- _Given exercise A_:
In the requirements-writing guide below, list each detail that the surface boundary example assigns to a Contract rather than to the product requirement.

- _Reading passage_:
######

Give each functional requirement a **stable `FR-n` ID** (`FR-1`, `FR-2`, …). The
ID is the trace anchor: every `FR-n` must be covered by ≥1 user story, and
reconcile-alignment flags any `FR-n` with no story as a coverage gap. Number
sequentially and never renumber on edit — downstream stories reference the ID by
name.

**Surface boundary example.** Do not write a PRD requirement as
``FR-1: `tool autotune --gpu-tier high --write-config` writes config.toml``.
Write the product requirement as `FR-1: Operators can generate a validated
runtime profile for the selected hardware tier and persist it for future runs`,
then add a handoff or link to a Contract for the exact command, flags, config
keys, exit codes, and compatibility rules.

### Acceptance Test Sketches
For each P0 requirement, write a concrete scenario: what the user does, what
input they provide, and what observable result they see. These aren't full test
cases — they're the minimum an implementer (human or agent) needs to verify
the requirement is met. An AI agent should be able to read a sketch and write
a passing test without asking clarifying questions.

### Technical Context
Name the stack, key dependencies with versions, API schemas, and platform
targets. Be specific enough that an implementer knows what to install and what
interfaces to code against. "React" is not enough — "React 18 with TypeScript
5.x and Vite 6" is. If there's an API schema (OpenAPI, GraphQL SDL), point to
it. This section exists because AI agents need concrete dependency and
interface information to produce correct implementations.

**Important**: This section records stack decisions — it does not make them.
Stack selection rationale belongs in ADRs (Architecture Decision Records). If
you're documenting a choice that doesn't have an ADR yet, note it in Open
Questions. If an existing ADR contradicts what you'd write here, the ADR
governs until it's superseded.

######

Stored data entries
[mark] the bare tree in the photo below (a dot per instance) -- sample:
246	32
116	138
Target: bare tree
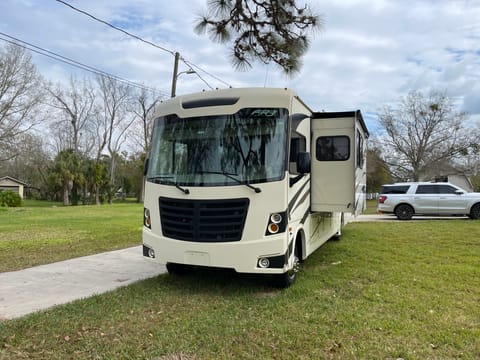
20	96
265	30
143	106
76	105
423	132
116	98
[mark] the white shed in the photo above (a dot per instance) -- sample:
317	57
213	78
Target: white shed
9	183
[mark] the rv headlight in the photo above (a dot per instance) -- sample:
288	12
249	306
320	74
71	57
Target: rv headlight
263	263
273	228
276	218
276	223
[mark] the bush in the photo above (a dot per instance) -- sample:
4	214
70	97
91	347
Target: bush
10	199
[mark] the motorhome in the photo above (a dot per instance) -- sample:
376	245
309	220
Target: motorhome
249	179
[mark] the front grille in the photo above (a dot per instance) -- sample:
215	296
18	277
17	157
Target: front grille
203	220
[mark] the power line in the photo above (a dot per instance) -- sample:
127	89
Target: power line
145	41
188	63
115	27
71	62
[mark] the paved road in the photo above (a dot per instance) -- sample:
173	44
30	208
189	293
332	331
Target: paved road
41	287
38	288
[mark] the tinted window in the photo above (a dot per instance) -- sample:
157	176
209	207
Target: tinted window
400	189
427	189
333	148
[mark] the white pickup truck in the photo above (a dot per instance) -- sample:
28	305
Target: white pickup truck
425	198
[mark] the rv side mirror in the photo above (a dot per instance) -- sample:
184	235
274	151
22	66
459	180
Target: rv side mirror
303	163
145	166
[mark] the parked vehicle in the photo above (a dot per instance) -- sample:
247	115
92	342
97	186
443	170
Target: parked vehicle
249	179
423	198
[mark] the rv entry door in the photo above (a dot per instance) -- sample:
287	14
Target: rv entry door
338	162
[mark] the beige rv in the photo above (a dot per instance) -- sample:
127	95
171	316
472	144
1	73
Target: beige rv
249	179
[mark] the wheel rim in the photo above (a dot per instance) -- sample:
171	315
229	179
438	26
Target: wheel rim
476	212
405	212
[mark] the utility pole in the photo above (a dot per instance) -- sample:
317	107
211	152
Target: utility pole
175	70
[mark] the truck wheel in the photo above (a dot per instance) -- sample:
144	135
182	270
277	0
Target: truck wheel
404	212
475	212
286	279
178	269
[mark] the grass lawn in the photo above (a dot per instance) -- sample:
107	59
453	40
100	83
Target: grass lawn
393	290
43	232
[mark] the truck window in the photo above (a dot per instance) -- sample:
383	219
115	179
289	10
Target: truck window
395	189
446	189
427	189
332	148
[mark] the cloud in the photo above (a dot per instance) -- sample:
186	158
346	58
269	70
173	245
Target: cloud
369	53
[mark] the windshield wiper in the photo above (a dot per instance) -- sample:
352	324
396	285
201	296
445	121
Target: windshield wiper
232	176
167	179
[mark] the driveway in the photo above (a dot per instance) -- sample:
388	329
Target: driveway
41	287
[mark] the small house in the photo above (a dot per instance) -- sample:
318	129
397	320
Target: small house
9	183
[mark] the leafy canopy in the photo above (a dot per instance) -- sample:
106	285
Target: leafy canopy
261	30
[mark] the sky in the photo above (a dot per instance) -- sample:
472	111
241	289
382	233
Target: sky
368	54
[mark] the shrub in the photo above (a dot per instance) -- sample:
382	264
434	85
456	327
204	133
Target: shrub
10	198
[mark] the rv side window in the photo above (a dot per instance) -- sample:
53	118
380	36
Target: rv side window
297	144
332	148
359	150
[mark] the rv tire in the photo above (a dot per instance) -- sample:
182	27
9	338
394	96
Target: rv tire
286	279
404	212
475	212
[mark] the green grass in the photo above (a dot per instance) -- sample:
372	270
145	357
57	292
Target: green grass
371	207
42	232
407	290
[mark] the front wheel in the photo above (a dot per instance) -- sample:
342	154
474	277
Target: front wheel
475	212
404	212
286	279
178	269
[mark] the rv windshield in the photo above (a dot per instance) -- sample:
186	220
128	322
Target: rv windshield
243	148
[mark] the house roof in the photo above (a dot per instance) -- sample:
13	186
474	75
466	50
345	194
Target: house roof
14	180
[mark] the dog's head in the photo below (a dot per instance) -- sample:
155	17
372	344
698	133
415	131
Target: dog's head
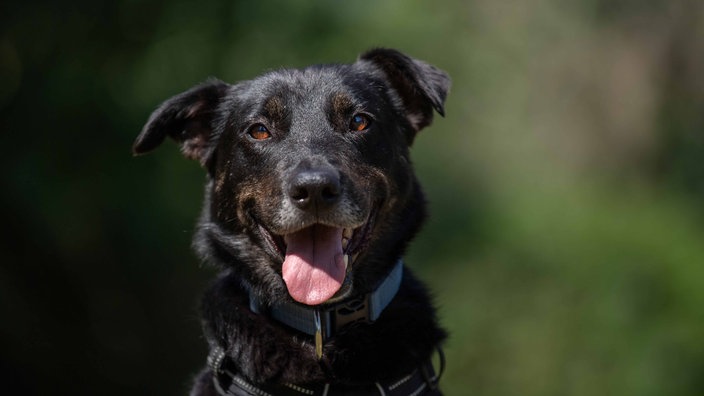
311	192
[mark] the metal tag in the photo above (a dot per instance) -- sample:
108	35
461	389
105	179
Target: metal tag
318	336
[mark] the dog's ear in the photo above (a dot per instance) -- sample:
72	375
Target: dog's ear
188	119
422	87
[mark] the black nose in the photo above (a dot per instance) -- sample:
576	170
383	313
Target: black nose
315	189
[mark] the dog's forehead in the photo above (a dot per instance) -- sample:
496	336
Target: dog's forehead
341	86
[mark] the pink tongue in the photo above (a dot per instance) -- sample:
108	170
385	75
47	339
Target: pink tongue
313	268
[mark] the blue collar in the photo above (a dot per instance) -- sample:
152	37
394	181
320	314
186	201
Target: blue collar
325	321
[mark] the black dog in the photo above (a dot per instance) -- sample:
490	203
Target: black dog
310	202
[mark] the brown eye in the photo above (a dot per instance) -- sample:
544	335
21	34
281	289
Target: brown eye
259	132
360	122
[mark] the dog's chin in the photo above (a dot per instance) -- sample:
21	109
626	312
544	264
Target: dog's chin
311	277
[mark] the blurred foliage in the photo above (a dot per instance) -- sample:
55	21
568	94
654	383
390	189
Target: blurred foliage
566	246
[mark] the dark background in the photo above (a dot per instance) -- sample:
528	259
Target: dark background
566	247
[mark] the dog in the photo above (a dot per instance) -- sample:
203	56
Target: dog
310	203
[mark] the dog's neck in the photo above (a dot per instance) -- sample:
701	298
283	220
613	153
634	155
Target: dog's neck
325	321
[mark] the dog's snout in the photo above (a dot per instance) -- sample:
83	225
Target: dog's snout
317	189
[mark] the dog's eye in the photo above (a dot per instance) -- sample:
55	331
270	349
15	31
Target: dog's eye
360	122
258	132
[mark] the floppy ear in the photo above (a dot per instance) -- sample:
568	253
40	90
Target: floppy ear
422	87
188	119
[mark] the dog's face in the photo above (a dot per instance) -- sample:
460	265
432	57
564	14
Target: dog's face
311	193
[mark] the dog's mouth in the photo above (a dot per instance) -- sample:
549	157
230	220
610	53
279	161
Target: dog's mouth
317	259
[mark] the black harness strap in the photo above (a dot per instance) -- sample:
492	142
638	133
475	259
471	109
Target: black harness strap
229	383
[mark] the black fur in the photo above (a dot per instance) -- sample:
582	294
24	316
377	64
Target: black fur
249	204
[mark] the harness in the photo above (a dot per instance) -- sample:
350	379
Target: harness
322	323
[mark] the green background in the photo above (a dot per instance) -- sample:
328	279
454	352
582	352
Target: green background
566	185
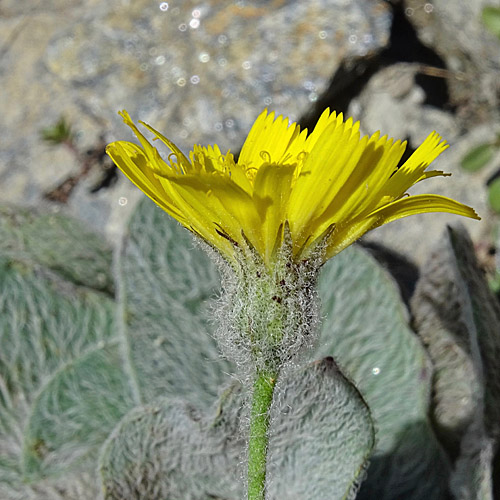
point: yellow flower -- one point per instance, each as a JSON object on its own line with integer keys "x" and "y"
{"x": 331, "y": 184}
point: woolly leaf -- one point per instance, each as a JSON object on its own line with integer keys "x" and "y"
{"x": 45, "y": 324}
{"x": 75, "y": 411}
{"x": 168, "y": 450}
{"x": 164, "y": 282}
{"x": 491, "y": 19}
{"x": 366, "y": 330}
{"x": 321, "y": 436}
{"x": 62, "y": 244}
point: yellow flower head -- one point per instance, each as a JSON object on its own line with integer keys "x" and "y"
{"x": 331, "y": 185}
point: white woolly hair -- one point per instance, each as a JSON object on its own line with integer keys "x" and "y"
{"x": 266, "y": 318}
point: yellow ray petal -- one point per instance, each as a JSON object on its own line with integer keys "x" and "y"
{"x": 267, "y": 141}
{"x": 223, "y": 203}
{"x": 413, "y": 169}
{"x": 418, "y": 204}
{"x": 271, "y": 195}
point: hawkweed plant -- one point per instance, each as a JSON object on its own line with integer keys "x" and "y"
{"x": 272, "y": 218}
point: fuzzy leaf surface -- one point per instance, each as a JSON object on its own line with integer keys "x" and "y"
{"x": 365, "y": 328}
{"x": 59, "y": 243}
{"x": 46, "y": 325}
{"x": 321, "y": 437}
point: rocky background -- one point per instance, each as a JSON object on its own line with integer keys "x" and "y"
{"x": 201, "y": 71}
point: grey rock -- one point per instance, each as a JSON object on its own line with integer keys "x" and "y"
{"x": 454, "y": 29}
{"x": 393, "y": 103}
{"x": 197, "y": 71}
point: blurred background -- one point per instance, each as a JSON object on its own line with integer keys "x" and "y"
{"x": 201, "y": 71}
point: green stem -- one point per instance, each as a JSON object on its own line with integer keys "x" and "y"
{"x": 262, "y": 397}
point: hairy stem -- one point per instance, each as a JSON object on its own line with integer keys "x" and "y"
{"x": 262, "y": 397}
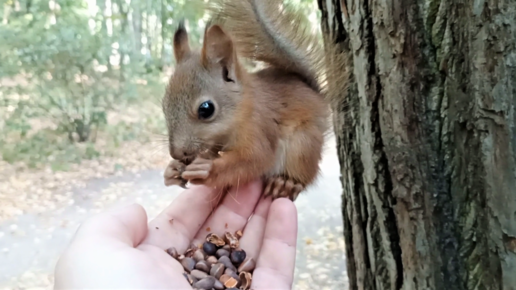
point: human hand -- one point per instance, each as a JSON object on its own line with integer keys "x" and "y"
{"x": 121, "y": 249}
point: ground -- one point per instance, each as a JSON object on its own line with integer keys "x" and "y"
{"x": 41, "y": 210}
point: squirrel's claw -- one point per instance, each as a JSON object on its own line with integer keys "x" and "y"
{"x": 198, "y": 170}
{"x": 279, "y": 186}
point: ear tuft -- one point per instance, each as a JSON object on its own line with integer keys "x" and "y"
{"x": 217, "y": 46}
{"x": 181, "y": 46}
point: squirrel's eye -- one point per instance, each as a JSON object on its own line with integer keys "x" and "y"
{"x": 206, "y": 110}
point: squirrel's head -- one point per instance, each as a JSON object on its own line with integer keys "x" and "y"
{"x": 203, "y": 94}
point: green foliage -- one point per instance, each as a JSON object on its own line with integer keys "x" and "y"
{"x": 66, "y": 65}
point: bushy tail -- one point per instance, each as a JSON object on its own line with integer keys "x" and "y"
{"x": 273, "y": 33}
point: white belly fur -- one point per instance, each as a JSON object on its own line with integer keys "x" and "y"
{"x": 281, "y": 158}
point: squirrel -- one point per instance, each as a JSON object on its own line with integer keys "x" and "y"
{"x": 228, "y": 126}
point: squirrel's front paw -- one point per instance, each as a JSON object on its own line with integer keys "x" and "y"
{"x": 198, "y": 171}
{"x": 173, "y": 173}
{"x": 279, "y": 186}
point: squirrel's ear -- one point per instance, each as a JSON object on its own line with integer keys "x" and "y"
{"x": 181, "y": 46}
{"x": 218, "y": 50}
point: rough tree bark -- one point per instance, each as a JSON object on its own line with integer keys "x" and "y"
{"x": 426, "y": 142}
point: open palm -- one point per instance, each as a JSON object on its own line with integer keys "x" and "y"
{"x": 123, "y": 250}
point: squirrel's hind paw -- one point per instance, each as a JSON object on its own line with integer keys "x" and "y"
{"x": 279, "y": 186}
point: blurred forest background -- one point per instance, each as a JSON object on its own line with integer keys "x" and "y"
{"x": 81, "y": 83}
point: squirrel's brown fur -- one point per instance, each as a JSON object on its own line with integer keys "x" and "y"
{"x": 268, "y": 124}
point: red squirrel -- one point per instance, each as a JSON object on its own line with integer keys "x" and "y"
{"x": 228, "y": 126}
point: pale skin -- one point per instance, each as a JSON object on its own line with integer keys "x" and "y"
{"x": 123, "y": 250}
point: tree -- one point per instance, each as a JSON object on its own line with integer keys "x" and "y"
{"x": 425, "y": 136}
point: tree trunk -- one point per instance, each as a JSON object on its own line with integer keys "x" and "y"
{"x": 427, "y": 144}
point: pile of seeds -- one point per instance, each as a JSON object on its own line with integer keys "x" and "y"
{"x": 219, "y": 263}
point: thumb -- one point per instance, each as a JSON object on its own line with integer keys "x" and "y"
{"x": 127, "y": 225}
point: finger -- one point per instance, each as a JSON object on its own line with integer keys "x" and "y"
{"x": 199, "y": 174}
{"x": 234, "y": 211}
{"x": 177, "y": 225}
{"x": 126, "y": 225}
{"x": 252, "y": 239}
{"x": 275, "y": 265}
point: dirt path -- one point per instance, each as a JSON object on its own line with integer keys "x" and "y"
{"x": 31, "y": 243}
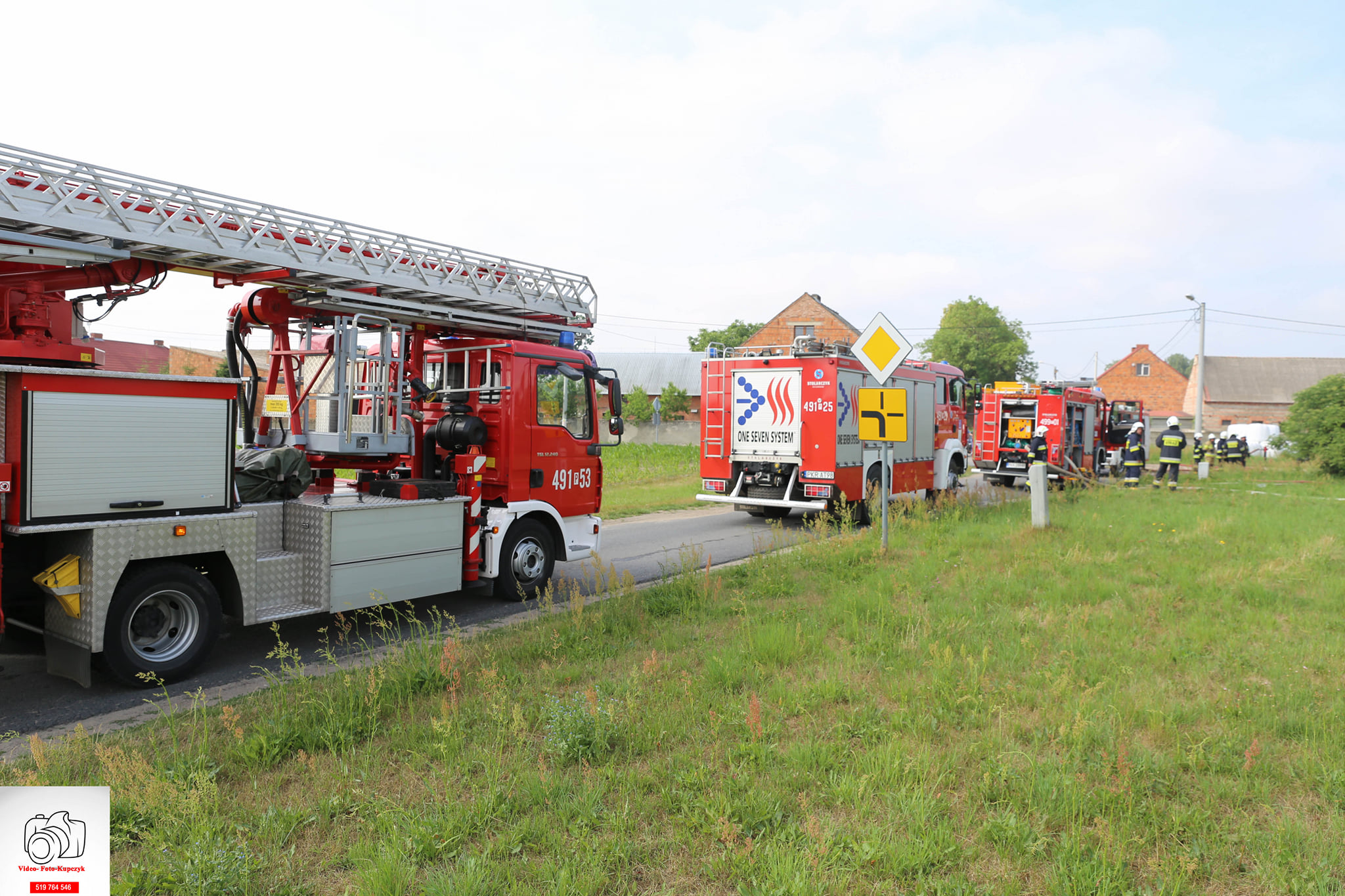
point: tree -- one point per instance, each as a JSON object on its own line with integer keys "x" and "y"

######

- _Given exercise B_:
Count the lines of the records that contain the word "motorhome". Give only the number.

- _Output A_:
- the exact command
- flags
- config keys
- exit codes
- compatibility rules

- _Output B_:
2